僕としては、子どもたちが自分たちで学びを深めていくような学習フィールドを教師が提供し、プロジェクト型学習やSTEAM教育といった新しい授業デザインを創造していくための、先生たちのICTを活用した授業の日常化が第一歩だと考えています。
環境を整えるということはお金がかかります。学校にはお金がないとよく言いますが、ないわけはありません。ただ、予算の執行が前例主義になっていることが多いです。
カリキュラム・マネジメントは、教科横断的な視点、PDCA評価の視点と人的物的リソースの視点です。つまり学校の課題解決のためにどこにお金を使うかということを、学校長を中心に実働部隊が積極的に予算計画を提案する「行動力」が大切だと思います。
当然児童には差があります。しかし、GIGAの個別最適化の理念から考えるとICTスキルの差は、日常的に使うことで改善していくと思います。
大切なことは学校できちんと情報教育カリキュラムやスキルチェック表を作成し、1年生から指導を系統的に進めることです。また、家庭とも共有することで、自宅でもPCやキーボードやマウス、タブレット端末等を使う機会が増えていくようにしたいものです。
学校現場はほとんど「総括的評価」にしばられています。特に小学校は通知表作成のために、保護者のクレームを予防するために評価材料をたくさんそろえて、採点等に時間を奪われています。しかし、大切なのは「形成的評価」です。
毎時間、指導の視点(評価の視点)をもっていれば、子どもに掛ける言葉が明確になります。ルーブリック評価を使えば、子どもとも共有して、指導効果を高めることができます。ミニテストなどは1人1台端末で配付も採点もできますし、蓄積も確実です。
通知表の材料ではなく、子どもたちに力をつけるための評価になるように、ICTを活用した評価を積極的に行ってほしいです。
○ ○ ○ ○
課題 A:
抜粋文によれば、学校の予算の執行はどうなっていることが多いか。
課題 B:
抜粋文の「僕としては、子どもたちが自分」から「ていくようにしたいものです。」までを、両端の語句も含めてそのまま書き写してください。
課題 C:
(i) 学校にはお金がまったくない、(ii) ミニテストは1人1台端末で配付も採点もできる、(iii) 大切なのは総括的評価である、の三つがそれぞれ抜粋文と合うかを「はい」か「いいえ」で答え、決め手となる抜粋文の語句を正確に引用する。
資料は抜粋文とは別の出典から取ったものである。
○ ○ ○ ○
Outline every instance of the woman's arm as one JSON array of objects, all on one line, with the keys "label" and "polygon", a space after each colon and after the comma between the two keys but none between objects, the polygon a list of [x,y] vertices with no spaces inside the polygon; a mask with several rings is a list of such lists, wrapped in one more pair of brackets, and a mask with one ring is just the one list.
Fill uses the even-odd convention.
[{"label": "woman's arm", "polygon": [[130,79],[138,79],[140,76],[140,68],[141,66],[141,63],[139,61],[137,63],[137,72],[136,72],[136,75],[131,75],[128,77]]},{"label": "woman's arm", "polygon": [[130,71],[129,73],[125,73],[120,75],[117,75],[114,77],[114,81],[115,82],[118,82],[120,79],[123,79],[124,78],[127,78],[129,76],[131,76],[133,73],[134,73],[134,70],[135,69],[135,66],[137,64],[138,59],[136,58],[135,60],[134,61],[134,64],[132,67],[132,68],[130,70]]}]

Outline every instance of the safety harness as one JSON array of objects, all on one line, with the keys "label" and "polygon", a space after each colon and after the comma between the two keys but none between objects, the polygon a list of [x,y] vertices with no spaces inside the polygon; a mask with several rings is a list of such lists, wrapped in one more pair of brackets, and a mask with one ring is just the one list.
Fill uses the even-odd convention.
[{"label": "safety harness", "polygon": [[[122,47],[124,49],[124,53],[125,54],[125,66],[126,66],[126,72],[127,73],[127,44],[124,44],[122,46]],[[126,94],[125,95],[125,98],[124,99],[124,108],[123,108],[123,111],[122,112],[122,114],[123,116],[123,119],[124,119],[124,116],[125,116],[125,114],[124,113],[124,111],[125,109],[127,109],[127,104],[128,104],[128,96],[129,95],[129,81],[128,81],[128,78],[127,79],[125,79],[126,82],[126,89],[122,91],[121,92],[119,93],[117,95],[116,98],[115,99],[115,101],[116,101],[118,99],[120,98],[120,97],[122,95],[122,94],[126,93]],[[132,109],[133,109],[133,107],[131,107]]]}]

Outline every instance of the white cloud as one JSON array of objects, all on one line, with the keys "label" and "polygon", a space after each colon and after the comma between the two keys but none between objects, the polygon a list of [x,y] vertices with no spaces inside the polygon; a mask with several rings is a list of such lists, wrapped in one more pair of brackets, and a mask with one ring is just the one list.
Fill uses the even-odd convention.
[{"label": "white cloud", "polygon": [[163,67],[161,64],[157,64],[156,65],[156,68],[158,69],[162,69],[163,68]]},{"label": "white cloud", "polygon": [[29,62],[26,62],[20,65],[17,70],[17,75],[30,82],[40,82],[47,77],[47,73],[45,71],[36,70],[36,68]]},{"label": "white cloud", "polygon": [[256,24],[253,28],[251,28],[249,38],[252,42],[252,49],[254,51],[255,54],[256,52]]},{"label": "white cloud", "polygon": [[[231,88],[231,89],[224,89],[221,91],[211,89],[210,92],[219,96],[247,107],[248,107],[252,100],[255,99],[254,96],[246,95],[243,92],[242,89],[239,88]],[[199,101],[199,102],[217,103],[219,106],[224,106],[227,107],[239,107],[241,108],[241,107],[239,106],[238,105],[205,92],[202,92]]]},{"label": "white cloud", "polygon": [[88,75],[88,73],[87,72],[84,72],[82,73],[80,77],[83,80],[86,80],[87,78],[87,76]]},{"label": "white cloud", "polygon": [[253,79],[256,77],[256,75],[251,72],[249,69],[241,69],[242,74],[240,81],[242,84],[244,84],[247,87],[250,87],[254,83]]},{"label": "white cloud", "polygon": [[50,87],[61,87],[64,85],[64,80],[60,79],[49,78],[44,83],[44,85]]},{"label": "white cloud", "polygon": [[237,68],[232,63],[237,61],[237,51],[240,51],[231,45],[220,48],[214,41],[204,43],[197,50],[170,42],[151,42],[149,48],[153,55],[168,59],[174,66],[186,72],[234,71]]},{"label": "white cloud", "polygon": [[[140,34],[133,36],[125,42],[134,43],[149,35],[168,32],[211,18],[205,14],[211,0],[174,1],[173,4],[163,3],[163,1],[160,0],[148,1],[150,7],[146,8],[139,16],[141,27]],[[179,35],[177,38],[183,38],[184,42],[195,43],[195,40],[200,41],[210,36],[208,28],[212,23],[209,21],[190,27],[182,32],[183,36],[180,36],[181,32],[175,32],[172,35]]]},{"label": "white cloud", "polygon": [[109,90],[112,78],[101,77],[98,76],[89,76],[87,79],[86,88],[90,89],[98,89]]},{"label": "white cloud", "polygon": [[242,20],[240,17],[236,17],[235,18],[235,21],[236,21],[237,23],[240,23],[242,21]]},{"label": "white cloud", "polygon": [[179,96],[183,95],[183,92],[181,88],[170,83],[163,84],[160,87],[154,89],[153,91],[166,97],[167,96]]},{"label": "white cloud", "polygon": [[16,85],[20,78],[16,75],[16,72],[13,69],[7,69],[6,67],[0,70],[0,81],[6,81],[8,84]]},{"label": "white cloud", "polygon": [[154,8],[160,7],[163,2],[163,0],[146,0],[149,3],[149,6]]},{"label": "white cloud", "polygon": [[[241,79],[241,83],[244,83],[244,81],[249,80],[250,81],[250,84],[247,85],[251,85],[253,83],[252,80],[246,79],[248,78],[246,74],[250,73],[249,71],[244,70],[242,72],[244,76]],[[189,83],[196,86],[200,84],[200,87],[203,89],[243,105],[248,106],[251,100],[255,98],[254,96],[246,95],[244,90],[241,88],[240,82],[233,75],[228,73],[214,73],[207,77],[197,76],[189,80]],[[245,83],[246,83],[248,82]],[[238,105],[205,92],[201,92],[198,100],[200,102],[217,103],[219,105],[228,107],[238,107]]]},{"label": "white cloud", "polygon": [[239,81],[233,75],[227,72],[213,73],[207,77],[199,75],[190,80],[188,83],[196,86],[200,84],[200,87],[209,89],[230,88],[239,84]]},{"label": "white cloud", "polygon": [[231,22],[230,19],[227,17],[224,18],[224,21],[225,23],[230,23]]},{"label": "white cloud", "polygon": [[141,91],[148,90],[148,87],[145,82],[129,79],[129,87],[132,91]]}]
○ ○ ○ ○
完成解答 A:
前例主義になっていることが多い。

完成解答 B:
僕としては、子どもたちが自分たちで学びを深めていくような学習フィールドを教師が提供し、プロジェクト型学習やSTEAM教育といった新しい授業デザインを創造していくための、先生たちのICTを活用した授業の日常化が第一歩だと考えています。
環境を整えるということはお金がかかります。学校にはお金がないとよく言いますが、ないわけはありません。ただ、予算の執行が前例主義になっていることが多いです。
カリキュラム・マネジメントは、教科横断的な視点、PDCA評価の視点と人的物的リソースの視点です。つまり学校の課題解決のためにどこにお金を使うかということを、学校長を中心に実働部隊が積極的に予算計画を提案する「行動力」が大切だと思います。
当然児童には差があります。しかし、GIGAの個別最適化の理念から考えるとICTスキルの差は、日常的に使うことで改善していくと思います。
大切なことは学校できちんと情報教育カリキュラムやスキルチェック表を作成し、1年生から指導を系統的に進めることです。また、家庭とも共有することで、自宅でもPCやキーボードやマウス、タブレット端末等を使う機会が増えていくようにしたいものです。

完成解答 C:
(i) いいえ。「ないわけはありません」
(ii) はい。「ミニテストなどは1人1台端末で配付も採点もできますし」
(iii) いいえ。「しかし、大切なのは「形成的評価」です」